- [WHAT IS EXPECTED]: Through the last line of the entries, please copy every line exactly, starting with the one that contains "Please place a point on every instance of the white door".

- [RAW DATA]:
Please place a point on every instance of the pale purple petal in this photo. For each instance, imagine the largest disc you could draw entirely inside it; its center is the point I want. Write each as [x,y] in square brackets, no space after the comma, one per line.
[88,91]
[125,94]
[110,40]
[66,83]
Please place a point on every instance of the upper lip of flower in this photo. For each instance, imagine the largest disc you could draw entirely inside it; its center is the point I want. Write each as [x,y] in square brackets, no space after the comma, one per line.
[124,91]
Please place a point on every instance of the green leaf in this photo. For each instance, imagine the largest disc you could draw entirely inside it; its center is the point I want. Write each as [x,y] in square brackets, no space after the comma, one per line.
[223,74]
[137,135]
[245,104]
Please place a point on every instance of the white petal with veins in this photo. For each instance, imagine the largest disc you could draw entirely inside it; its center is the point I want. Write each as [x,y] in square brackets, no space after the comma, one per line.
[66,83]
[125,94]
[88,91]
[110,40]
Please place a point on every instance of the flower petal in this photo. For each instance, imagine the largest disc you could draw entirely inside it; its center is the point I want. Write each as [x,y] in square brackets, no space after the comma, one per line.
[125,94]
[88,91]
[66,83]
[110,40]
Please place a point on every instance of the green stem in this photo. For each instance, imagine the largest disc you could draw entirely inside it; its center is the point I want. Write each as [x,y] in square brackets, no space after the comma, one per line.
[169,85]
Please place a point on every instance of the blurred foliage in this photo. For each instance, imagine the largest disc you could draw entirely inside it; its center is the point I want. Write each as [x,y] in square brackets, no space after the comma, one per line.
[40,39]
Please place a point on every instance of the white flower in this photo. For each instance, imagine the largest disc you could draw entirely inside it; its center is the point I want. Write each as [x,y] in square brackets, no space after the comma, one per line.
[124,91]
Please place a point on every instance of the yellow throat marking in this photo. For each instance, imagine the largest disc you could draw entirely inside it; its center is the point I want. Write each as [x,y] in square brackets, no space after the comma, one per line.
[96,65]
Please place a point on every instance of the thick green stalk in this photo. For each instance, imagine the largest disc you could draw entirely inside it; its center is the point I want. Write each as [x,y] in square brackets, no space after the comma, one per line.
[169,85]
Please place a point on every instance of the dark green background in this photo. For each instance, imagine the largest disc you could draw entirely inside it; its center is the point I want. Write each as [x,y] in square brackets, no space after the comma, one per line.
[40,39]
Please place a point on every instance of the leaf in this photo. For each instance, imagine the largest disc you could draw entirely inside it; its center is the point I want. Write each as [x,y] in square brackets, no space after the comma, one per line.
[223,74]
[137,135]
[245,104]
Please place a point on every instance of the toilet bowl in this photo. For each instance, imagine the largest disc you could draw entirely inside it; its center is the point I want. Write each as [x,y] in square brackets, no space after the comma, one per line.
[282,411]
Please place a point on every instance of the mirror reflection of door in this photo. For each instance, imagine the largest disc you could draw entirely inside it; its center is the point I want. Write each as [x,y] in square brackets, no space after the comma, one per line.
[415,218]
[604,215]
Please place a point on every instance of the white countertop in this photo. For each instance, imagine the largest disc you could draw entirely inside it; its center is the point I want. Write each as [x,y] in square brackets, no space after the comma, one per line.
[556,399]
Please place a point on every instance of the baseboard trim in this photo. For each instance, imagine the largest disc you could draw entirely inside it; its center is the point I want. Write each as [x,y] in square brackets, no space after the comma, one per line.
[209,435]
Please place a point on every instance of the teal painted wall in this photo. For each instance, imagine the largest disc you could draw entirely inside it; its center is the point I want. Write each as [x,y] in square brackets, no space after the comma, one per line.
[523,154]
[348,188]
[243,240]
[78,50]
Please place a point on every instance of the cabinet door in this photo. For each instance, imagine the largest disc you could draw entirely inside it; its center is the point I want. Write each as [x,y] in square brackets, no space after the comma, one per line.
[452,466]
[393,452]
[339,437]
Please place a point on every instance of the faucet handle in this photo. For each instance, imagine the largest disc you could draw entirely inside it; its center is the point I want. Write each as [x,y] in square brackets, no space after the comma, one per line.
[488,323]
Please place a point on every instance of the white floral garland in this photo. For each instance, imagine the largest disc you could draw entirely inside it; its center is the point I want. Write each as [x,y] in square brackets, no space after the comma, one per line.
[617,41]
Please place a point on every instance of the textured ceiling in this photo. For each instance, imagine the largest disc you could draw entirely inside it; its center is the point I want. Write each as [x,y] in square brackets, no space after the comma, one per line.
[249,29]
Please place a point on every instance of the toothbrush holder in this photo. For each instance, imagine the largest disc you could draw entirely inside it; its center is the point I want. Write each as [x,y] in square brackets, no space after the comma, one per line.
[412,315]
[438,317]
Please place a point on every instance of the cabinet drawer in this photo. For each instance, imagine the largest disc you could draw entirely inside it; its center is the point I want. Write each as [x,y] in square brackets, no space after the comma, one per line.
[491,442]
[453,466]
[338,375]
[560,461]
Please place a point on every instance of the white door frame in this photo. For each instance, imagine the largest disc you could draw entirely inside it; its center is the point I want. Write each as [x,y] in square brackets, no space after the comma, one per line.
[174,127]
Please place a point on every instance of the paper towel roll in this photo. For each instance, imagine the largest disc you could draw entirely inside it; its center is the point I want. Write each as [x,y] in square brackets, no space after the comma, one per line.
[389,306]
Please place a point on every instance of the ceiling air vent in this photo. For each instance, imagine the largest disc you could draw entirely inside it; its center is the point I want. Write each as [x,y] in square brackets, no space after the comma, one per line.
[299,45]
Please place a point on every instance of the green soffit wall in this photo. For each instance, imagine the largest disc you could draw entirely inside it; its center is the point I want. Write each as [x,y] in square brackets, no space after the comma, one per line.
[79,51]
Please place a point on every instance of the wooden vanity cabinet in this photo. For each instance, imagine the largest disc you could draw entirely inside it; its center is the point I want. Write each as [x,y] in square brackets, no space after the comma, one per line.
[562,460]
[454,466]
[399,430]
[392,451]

- [WRITTEN RESPONSE]:
Please place a point on every instance of the white door frame in this photo. For each instance, imagine the largest disc you could draw entirely inside it; its center is the point I want. Write each as [x,y] in square brackets, no space after the comma, one per line.
[174,127]
Please place a point on every instance of the paper towel roll in this photo. For each instance, imagine the largest disc you could draw entirely inside it; its center is the point I want. Write each as [x,y] in square brackets, no space after the comma, one per line.
[389,306]
Please place a point on every instance of the ceiling air vent in this photo. For each instance, imagine the largest disc you could draw entirely inside it; its center is the point I want. Write each as [x,y] in square brackets, no space after the comma, one per line.
[299,45]
Please place a point on every instance of the green soffit wall in this photo. For each instance, imagine the largest disc you could draw entirely inside it; its center is the point I want. Write each as [x,y] in square brackets, no space after the comma, one per line.
[79,51]
Please place a point on every instance of the wooden vanity cabinet in this photo. For each instance, imagine the largest disc you could draw entirely inside it; its center is the point I want. Write each as [x,y] in square brackets, no space after the comma, one per line.
[562,460]
[454,466]
[399,430]
[392,451]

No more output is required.